» Anforderung 1: Warum möchte der Verfasser des ersten Beitrags im ausgewählten Abschnitt über den Koikauf wissen, ob man das tatsächliche Alter eines Koi erkennen kann? Antworte in ein bis drei Sätzen.
» Anforderung 2:
Beantworte anhand des ausgewählten Abschnitts über den Koikauf:
(a) Wann hat der Verfasser des ersten Beitrags seinen Koiteich angelegt?
(b) Wie groß sind laut dem Zitat in Rainers Beitrag die zweijährigen Tiere des Züchters?
(c) Wen spricht Rainer in seiner Antwort mit Namen an?
» Anforderung 3: Schreib den ausgewählten Abschnitt über den Koikauf von „Ich meinte das“ bis „kleine Koi angeschafft.“ ab. Tausche dabei „Koiteich“ gegen „Gartenteich“ aus.

Ich meinte das jetzt garnicht speziel auf Eurokoi bezogen. 
Ich habe meinen Koiteich in diesem Jahr angelegt und mir erst mal nur einige kleine Koi angeschafft. 
Ich möchte mir im nächsten Jahr einige größere Koi anschaffen und wüsste deshalb gerne ob es Möglichkeiten gibt, zu erkennen ob der Koi den der Händler mir als einjährigen Riesen verkauft, nicht ein vierjähriger Zwerg ist.


----------



## rainthanner (12. Okt. 2006)

*AW: Was ist von dem Kauf kleiner Koi zu halten?*



> war am wochenende bei einem züchter von eurokoi.....superschöne tiere mit den tollsten farbabgrenzungen - einjährige in einer grösse von ca. 25 bis 30 cm - zweijährige in einer grösse von 35 bis 50 cm - und garantiert nicht von einem japaner zu unterscheiden - seine zuchttiere von allerbester qualität bis 95 cm grossar,


 

Hallo Lothar

gibt es einen Link, oder nähere Angaben zu dem Züchter? 
Würde mich schon sehr interessieren. 

Gruß Rainer


----------



## ferryboxen (12. Okt. 2006)

» Bereitgestellte Daten:
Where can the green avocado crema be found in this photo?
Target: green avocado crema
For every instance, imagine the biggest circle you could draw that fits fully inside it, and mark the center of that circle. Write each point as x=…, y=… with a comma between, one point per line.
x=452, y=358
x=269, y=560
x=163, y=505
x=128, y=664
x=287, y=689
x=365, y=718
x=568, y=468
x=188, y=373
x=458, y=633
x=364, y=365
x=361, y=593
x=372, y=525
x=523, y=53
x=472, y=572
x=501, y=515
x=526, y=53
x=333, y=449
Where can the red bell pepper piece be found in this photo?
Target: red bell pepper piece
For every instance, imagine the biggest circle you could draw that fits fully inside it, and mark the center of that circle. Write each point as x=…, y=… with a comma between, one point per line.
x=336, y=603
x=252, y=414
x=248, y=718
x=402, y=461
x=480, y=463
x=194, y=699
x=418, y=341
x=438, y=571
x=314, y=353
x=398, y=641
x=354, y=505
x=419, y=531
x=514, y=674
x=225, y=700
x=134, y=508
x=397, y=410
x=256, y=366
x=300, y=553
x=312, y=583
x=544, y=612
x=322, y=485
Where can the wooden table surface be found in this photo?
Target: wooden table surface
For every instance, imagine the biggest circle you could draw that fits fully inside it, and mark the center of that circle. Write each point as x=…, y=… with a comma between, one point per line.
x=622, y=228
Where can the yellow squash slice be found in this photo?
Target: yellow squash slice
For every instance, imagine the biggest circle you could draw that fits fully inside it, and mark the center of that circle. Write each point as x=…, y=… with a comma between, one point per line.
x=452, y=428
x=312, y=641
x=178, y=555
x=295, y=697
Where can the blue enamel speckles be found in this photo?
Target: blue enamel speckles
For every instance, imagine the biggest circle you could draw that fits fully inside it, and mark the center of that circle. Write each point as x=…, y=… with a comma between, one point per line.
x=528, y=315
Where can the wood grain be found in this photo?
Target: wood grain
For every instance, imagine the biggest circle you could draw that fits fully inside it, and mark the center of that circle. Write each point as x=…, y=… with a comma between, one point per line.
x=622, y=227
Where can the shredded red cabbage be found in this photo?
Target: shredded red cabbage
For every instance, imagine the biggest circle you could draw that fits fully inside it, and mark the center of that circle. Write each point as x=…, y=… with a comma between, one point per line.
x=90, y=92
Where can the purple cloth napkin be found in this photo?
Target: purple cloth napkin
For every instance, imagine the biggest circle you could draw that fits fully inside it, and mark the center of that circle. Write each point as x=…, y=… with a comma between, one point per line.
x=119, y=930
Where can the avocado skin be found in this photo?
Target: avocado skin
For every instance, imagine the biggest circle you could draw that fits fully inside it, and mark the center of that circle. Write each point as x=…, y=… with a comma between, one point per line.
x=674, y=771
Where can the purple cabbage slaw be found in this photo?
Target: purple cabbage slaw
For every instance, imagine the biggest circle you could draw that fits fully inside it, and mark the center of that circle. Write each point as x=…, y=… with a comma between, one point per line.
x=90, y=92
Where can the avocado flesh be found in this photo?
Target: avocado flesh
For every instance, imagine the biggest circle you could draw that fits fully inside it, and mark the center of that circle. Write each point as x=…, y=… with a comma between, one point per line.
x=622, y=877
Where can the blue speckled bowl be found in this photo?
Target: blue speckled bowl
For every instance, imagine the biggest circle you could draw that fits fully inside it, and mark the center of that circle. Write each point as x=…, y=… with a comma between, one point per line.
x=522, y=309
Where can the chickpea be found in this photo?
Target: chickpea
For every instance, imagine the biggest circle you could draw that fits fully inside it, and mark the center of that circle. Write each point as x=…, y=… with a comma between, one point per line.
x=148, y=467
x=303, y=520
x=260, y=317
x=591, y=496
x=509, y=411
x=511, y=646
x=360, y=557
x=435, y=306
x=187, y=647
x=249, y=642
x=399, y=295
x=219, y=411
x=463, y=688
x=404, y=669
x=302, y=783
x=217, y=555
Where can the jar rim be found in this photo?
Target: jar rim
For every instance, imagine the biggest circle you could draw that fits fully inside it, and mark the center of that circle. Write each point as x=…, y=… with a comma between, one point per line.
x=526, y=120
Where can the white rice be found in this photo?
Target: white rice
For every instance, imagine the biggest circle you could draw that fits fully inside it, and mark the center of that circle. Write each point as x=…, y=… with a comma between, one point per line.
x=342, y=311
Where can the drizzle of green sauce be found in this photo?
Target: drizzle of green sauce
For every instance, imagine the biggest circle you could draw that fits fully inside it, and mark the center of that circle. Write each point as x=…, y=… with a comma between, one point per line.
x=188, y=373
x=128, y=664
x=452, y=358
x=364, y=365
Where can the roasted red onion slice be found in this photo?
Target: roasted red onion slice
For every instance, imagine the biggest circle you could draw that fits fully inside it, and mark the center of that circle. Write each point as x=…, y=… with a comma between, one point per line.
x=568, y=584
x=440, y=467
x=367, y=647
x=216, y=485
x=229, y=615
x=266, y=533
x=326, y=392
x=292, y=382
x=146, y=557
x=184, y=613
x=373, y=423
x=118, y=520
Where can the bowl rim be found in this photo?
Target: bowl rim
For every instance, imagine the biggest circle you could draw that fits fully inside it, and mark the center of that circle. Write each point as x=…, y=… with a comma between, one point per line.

» Richtiges Ergebnis 1: Er möchte sich im nächsten Jahr einige größere Koi anschaffen. Deshalb will er erkennen können, ob ein Koi, den der Händler als einjährigen Riesen verkauft, nicht in Wirklichkeit ein vierjähriger Zwerg ist.

» Richtiges Ergebnis 2:
(a) In diesem Jahr.
(b) 35 bis 50 cm.
(c) Lothar.

» Richtiges Ergebnis 3:
Ich meinte das jetzt garnicht speziel auf Eurokoi bezogen. 
Ich habe meinen Gartenteich in diesem Jahr angelegt und mir erst mal nur einige kleine Koi angeschafft.